Extracted records
:::::

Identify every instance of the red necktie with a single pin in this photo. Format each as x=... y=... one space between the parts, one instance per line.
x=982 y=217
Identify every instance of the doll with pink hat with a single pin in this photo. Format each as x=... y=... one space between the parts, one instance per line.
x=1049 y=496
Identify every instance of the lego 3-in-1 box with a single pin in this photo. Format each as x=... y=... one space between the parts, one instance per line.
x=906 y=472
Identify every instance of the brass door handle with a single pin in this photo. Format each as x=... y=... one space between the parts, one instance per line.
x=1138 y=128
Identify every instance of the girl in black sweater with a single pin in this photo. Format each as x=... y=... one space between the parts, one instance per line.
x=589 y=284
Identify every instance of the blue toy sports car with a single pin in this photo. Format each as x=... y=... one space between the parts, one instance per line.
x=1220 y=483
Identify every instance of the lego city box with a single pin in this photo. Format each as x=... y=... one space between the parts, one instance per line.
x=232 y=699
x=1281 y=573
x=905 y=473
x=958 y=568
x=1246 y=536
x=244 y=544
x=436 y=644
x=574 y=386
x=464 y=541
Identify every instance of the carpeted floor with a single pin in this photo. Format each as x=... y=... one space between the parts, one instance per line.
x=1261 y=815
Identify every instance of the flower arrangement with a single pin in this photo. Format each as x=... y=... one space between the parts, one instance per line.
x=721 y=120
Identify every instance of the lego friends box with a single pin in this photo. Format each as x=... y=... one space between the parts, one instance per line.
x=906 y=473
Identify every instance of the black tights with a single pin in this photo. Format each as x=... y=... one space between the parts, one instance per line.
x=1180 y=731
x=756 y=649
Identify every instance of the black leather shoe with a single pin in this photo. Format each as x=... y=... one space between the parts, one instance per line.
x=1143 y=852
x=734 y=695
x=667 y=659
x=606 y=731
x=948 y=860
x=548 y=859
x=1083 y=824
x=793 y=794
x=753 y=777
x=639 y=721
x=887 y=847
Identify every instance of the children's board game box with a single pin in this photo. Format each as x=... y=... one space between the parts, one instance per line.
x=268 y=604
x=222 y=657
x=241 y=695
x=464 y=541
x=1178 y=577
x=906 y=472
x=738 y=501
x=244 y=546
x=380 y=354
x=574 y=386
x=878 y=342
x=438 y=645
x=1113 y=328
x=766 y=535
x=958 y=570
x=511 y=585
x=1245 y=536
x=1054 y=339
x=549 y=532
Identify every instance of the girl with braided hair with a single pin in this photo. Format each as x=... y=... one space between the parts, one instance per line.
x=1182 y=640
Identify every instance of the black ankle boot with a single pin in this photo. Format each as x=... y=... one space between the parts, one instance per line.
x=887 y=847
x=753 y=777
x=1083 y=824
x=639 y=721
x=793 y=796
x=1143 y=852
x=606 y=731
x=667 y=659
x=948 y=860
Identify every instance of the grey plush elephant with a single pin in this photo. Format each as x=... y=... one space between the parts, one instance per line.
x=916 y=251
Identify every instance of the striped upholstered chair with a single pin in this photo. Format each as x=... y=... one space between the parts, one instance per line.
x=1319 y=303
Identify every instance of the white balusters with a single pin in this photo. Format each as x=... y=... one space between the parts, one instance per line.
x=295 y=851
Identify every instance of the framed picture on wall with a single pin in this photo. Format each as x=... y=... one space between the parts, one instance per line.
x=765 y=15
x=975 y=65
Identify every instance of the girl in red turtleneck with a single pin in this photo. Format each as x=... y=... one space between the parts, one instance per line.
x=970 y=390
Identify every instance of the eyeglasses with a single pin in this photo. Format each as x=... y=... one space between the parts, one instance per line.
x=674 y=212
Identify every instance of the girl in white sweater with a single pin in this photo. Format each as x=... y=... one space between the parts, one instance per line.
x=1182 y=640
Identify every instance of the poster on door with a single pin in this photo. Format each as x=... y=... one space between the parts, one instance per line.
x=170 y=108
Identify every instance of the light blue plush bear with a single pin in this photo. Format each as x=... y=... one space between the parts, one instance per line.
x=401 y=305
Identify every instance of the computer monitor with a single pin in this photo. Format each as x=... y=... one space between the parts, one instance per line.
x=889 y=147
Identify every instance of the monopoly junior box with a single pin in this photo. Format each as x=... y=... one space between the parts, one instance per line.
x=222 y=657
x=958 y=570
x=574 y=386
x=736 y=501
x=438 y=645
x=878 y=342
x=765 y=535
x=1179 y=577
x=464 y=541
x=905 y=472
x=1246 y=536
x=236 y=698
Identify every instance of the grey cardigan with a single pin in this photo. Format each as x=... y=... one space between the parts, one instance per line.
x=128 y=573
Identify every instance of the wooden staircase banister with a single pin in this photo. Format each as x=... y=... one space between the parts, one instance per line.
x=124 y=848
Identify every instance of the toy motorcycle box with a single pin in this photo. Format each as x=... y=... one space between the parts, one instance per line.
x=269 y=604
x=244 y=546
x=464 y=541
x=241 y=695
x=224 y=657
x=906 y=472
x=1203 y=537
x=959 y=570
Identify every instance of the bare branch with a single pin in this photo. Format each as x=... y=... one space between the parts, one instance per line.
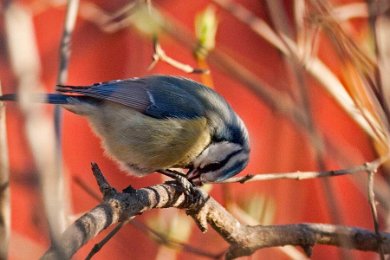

:::::

--- Exercise objective ---
Without any pictures, output the entries above exactly as they appear.

--- Exercise result ---
Identify every instance of the red necktie with a single pin in this photo. Format each as x=... y=... one space between the parts, one instance per line.
x=982 y=217
Identify every instance of the doll with pink hat with a single pin in this photo. Format each as x=... y=... one space between the parts, one instance per line.
x=1049 y=496
Identify every instance of the lego 3-in-1 box with a single pin in this photo. Format each as x=... y=... one space between the parts, one instance per line.
x=906 y=472
Identify every instance of the brass door handle with a single pin in this photo. Format each as x=... y=... one space between the parts, one instance per line.
x=1138 y=128
Identify every instance of the girl in black sweater with a single pin in this photo. Format each as x=... y=... one space between the parts, one instance per line.
x=589 y=284
Identify every instance of the blue toy sports car with a single pin in this photo. Format each as x=... y=... one space between the parts, one instance per line.
x=1220 y=483
Identify every instance of the lego city box with a single pin in this photo. Format each as x=... y=... one space between the parts, one instance per line.
x=232 y=699
x=1281 y=573
x=905 y=473
x=958 y=568
x=1246 y=536
x=244 y=544
x=436 y=644
x=574 y=386
x=464 y=541
Identify every instance of the carpeted floor with a single pin in this photo. Format each as x=... y=... one space between the parts, one instance per line.
x=1261 y=815
Identify every instance of the flower arrangement with a single pin in this photo. Format each as x=... y=... one space between the parts, one instance per line.
x=721 y=120
Identify every instance of the lego friends box with a single pin in this photo. Format each as x=... y=... one space between the parts, one instance per line.
x=906 y=473
Identify every instance of the black tights with a single pin in this photo. Format each as x=... y=... one space between the parts, one instance per line.
x=1180 y=731
x=756 y=649
Identify every instance of the black leather shoe with a single pin in this photo. Format each as x=... y=... one space between the parts, one instance per line.
x=1143 y=852
x=734 y=695
x=667 y=659
x=606 y=731
x=948 y=860
x=548 y=859
x=1083 y=824
x=793 y=794
x=753 y=777
x=639 y=721
x=887 y=847
Identify every instance of the children's board game box with a single pin in this photo. Format each as x=... y=... one space between the parts, one instance per line.
x=268 y=604
x=222 y=657
x=241 y=695
x=464 y=541
x=1178 y=577
x=906 y=472
x=738 y=501
x=244 y=546
x=380 y=354
x=574 y=386
x=878 y=342
x=438 y=645
x=1113 y=328
x=766 y=535
x=958 y=570
x=511 y=585
x=1245 y=536
x=1054 y=339
x=549 y=532
Identify every instance of the girl with braided hair with a single pin in this photo. Format each as x=... y=... one space between the parts, one instance per line.
x=1182 y=640
Identify every instance of the black ankle boot with a single pin in this photo. Format each as x=... y=... one space between the parts, one instance per line.
x=887 y=847
x=753 y=777
x=1083 y=824
x=639 y=721
x=793 y=796
x=1143 y=852
x=606 y=731
x=667 y=659
x=948 y=860
Identify every instance of the grey plush elephant with a single pin in this photo. Format each as x=... y=... one space between the parts, one instance per line.
x=916 y=251
Identify every instance of the striped upholstered chair with a single pin in this photo. Format each as x=... y=... one space between the parts, one instance per line.
x=1319 y=303
Identify every instance of the white balusters with a single pin in this photo. Format each as x=... y=... one space between the parts, one instance per line.
x=295 y=851
Identify every instance of the framed picture on wall with a single pin in this photo. Format each as x=... y=... one space between the parts, one instance per line.
x=765 y=15
x=975 y=65
Identify every instance of the girl in red turtleneck with a single pin in this photo. Format each as x=... y=... one space between the parts, one instance per line.
x=970 y=390
Identify every instance of the eyeglasses with a single pin in this photo. Format each as x=... y=... one space between the parts, one instance per line.
x=674 y=212
Identify every instance of the girl in white sweater with a single pin in this photo. Format each as x=... y=... one space between the parts, one instance per line.
x=1182 y=640
Identify every instance of the poster on door with a single pin in this photo. Format each as x=... y=... one space between the parts, one instance per line.
x=170 y=108
Identify every instance of the light blue plush bear with a single pin in this photo. Format each as x=... y=... one space between the parts, one instance per line.
x=401 y=305
Identify every instance of the computer monitor with a single pin in this photo. Format each as x=... y=... one space between the parts, one instance per line.
x=889 y=147
Identify every instance of the monopoly junior box with a single pin in this photo. Format each as x=... y=... one space between the parts, one instance per line.
x=222 y=657
x=958 y=570
x=574 y=386
x=736 y=501
x=438 y=645
x=878 y=342
x=765 y=535
x=1179 y=577
x=464 y=541
x=905 y=472
x=1246 y=536
x=236 y=698
Identify every instance of the grey cardigan with a single pin in this photo. Format each as x=... y=... one space between the parts, one instance per line.
x=128 y=573
Identify every instance of the wooden staircase banister with a single pin in this photo. Format each as x=... y=... one space between the parts, one instance per line.
x=124 y=848
Identify every instance of the toy motorcycle box with a single pin in this photo. Format each as x=... y=... one space between the parts, one instance per line.
x=269 y=604
x=244 y=546
x=464 y=541
x=241 y=695
x=224 y=657
x=906 y=472
x=1203 y=537
x=959 y=570
Identify every instance of the bare branch with a single pin in this photo. Format each as x=... y=... one space between the parts, one instance per line.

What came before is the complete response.